Collected data entries:
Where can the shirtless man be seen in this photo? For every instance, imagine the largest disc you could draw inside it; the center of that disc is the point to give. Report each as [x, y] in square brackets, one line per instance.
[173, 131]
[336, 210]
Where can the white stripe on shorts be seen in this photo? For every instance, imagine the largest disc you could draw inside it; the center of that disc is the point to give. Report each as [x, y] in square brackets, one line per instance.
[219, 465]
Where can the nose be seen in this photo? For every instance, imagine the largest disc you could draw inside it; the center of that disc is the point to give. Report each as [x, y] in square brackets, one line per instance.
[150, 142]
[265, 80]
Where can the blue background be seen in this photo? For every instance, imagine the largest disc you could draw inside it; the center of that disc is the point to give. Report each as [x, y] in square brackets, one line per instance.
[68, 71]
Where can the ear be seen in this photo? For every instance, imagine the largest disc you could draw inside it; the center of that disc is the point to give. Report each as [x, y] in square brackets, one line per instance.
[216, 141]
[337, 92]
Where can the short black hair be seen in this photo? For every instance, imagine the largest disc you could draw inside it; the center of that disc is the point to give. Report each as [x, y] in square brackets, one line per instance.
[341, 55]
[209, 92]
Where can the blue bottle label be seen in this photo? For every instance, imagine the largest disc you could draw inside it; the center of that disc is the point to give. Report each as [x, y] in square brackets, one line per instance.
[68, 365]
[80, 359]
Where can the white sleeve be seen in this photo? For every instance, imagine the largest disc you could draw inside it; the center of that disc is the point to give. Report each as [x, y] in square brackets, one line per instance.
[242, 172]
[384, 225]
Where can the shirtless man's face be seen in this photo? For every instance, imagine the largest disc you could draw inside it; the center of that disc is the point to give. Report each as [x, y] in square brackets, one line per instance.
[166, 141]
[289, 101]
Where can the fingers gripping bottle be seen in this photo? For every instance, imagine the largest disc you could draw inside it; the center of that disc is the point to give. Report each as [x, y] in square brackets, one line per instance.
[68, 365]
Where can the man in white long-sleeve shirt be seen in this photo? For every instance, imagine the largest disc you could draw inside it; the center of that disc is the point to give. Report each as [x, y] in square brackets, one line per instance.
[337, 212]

Assignment: The answer should hold the lines from the one containing "Where can the short" through the end of the entries above, set down exactly, with both ends included.

Exercise answer:
Where can the short black hair be seen in this photo? For every instance, imagine the largest disc you could draw inside it; the center of that disc is the point to give. Report each as [x, y] in square brackets, one line per instance.
[341, 55]
[209, 92]
Where can the blue bottle label be seen in this photo? For every instance, imagine the largest disc you could draw inside it; the center of that disc is the point to give. Report each as [x, y] in square brackets, one line per instance.
[68, 365]
[80, 359]
Where can the white sleeve be seen in this photo? For every instance, imagine the largest disc you could draw inside it; the center of that disc is the point to give. Report each as [x, y] in square brackets, one line per instance.
[242, 172]
[384, 225]
Where can the shirtless man's face be seen in this photo? For every instance, imagine the largest disc you could draw inside it; the center of that disc is the point to give. Report each as [x, y] in square brackets, one line per instance.
[166, 141]
[289, 101]
Where can the fingers gripping bottle be seen in this photo? For every instance, imagine the largest disc you could draw inside it; the center of that disc is the point to give. Report each as [x, y] in square brackets, one line per instance.
[68, 365]
Where can the man in white long-sleeve shirt be seen in this photo? For every instance, imagine the largest disc you could draw inside it; the center of that disc is the point to give. Report each as [x, y] in square brackets, one line per instance.
[337, 212]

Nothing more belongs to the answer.